**YOUR TASK**
Starting with the first line below, reproduce each line exactly until you have included the one bearing "positive clicks: (21, 151) (1, 176)".
○ ○ ○ ○ ○
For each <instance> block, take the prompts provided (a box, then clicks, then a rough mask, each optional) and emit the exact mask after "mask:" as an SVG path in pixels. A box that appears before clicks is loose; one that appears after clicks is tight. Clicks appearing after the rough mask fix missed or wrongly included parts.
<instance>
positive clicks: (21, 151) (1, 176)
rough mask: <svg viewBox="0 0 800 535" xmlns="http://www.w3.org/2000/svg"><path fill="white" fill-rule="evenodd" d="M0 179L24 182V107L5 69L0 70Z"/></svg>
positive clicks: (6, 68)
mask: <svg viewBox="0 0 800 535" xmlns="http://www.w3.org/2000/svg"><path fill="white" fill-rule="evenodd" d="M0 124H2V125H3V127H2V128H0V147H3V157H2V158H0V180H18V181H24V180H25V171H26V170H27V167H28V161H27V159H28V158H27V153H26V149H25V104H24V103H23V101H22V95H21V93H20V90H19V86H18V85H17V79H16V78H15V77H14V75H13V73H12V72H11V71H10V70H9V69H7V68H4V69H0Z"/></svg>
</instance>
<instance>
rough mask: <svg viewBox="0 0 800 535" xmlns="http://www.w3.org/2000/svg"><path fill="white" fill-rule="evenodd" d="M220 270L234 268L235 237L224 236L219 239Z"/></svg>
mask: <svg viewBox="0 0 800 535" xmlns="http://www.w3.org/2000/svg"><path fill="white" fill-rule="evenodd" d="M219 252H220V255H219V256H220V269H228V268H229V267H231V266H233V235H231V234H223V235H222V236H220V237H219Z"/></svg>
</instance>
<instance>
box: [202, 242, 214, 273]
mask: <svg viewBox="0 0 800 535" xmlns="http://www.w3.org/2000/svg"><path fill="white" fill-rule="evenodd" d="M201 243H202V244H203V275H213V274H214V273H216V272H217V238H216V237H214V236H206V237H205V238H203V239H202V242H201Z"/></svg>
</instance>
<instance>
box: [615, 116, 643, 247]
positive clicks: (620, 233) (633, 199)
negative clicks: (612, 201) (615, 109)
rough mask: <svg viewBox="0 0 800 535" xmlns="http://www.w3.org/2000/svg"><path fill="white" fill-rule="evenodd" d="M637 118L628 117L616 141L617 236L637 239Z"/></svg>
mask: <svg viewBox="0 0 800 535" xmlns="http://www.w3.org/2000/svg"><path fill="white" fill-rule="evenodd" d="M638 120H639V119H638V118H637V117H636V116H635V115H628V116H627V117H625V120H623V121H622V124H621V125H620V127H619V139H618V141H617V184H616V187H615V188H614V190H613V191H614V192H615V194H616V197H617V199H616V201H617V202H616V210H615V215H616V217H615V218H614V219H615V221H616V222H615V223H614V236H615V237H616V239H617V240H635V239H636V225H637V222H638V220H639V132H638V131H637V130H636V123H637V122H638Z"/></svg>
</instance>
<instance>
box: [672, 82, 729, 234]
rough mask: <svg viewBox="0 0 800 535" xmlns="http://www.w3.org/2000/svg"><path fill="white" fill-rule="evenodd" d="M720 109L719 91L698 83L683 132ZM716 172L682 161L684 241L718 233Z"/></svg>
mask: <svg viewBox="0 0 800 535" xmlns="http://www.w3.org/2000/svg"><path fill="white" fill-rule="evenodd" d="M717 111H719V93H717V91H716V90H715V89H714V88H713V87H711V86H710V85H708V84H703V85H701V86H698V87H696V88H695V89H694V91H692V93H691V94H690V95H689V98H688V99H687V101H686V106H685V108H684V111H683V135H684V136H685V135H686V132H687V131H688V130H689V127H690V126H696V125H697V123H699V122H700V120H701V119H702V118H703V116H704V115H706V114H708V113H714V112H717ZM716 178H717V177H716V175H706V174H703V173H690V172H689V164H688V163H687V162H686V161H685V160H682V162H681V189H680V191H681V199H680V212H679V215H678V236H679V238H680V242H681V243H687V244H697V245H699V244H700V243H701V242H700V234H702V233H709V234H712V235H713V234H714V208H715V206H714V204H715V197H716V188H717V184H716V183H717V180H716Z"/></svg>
○ ○ ○ ○ ○
**TASK ANSWER**
For each <instance> block, take the prompts provided (a box, then clicks, then a rough mask, each optional) and emit the exact mask after "mask:" as an SVG path in pixels. A box that appears before clicks is loose; one that appears after clicks is tight. Clicks appearing after the rough mask fix missed or wrongly included parts.
<instance>
positive clicks: (21, 151) (1, 176)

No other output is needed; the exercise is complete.